--- Study text Enclosed Below ---

The dagger is useless as a stage prop. Booth has no specific plans to use it, knowing that if he fires a shot from a few feet away and it misses, there will be no chance to run at Lincoln and stab him. He has borrowed the idea from Shakespeare’s Julius Caesar, which he performed six months earlier on Broadway with his two actor brothers, both of whom he despises. Booth, ironically, played Marc Antony, a character whose life is spared from a potential assassin.

Those performances provided Booth with his inspiration about the ides. In Roman times it was a day of reckoning.

The ides are tomorrow.

Booth walks faster, energized by the awareness that he hasn’t much time.

He must find out whether Lincoln will be attending the theater tomorrow night and, if so, which one. He must find out which play is being performed, so that he can select just the right moment in the show for the execution—a moment with few actors on stage, if possible, so that when he stops to utter his immortal line there won’t be a crowd to tackle him. The details of his escape are still fuzzy, but the basic plan is to gallop out of Washington on horseback and disappear into the loving arms of the South, where friends and allies and even complete strangers who have heard of his daring deed will see that he makes it safely to Mexico.

But that’s not all.

There are rumors that General Grant will be in town. If he attends the theater with Lincoln, which is a very real possibility, Booth can kill the two most prominent architects of the South’s demise within seconds.

--- End of Enclosed Study text ---
--- Source information Enclosed Below ---

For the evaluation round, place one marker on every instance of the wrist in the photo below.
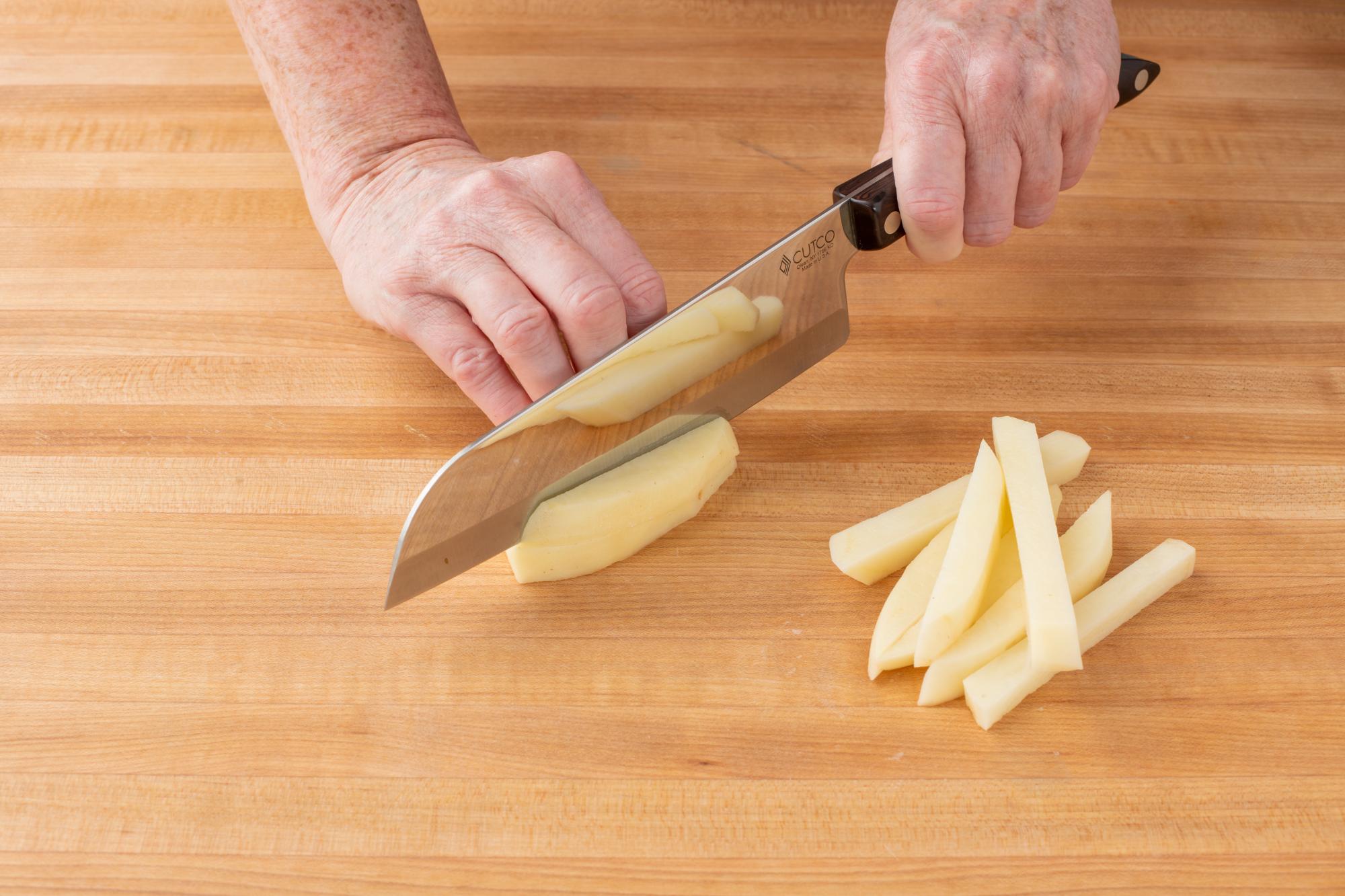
(337, 177)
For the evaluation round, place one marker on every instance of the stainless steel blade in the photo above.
(478, 503)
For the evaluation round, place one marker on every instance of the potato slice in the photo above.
(906, 606)
(894, 643)
(693, 323)
(882, 545)
(734, 310)
(965, 569)
(634, 386)
(1000, 685)
(1008, 568)
(613, 516)
(1087, 552)
(650, 485)
(1052, 635)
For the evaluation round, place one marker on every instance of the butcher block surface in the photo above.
(206, 459)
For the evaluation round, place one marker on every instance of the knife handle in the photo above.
(871, 216)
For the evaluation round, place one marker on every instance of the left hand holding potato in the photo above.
(993, 108)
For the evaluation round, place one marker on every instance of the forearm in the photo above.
(350, 84)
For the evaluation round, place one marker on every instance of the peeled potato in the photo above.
(1000, 685)
(1087, 552)
(1052, 635)
(693, 323)
(734, 310)
(966, 567)
(879, 546)
(634, 386)
(894, 643)
(611, 517)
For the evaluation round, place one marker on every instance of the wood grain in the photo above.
(206, 458)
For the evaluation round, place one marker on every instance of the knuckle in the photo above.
(590, 300)
(560, 166)
(988, 232)
(931, 209)
(644, 290)
(995, 84)
(1034, 216)
(521, 329)
(485, 186)
(470, 365)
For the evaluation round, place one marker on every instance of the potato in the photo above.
(634, 386)
(1004, 682)
(879, 546)
(732, 310)
(966, 567)
(1086, 548)
(1052, 635)
(613, 516)
(894, 643)
(1008, 569)
(693, 323)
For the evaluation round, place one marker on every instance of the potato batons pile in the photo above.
(993, 602)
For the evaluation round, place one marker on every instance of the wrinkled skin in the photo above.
(488, 266)
(993, 108)
(512, 275)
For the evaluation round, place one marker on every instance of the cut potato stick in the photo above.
(688, 326)
(640, 384)
(1052, 635)
(613, 516)
(894, 643)
(906, 606)
(879, 546)
(1003, 684)
(1008, 568)
(1087, 552)
(732, 309)
(966, 567)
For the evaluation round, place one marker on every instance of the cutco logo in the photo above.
(810, 253)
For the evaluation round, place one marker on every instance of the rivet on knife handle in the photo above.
(871, 218)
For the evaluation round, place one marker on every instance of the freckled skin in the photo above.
(993, 108)
(512, 275)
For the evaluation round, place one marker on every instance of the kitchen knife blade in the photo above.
(478, 502)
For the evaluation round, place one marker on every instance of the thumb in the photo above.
(930, 166)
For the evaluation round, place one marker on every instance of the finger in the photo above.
(582, 296)
(445, 331)
(929, 165)
(993, 167)
(518, 326)
(1078, 149)
(884, 139)
(1039, 182)
(584, 216)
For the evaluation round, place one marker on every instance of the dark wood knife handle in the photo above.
(871, 216)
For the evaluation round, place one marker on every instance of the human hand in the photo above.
(488, 266)
(993, 108)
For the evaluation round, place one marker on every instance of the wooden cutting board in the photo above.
(206, 458)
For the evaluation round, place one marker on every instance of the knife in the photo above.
(478, 502)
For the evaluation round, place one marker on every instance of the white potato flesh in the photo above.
(1052, 637)
(966, 567)
(634, 386)
(646, 486)
(894, 643)
(1087, 549)
(687, 326)
(882, 545)
(734, 310)
(906, 607)
(613, 516)
(1008, 568)
(995, 689)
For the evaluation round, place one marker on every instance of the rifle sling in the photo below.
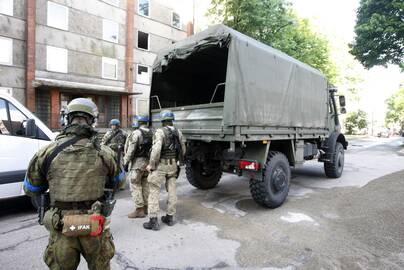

--- End of Enclosed Source information ---

▶ [Exercises]:
(1) List every place named in the Booth passage.
(2) Quote the Booth passage word for word, starting at "Those performances provided" and ending at "hasn’t much time.".

▶ [Answers for this exercise]:
(1) Broadway, Washington, the South, Mexico

(2)
Those performances provided Booth with his inspiration about the ides. In Roman times it was a day of reckoning.

The ides are tomorrow.

Booth walks faster, energized by the awareness that he hasn’t much time.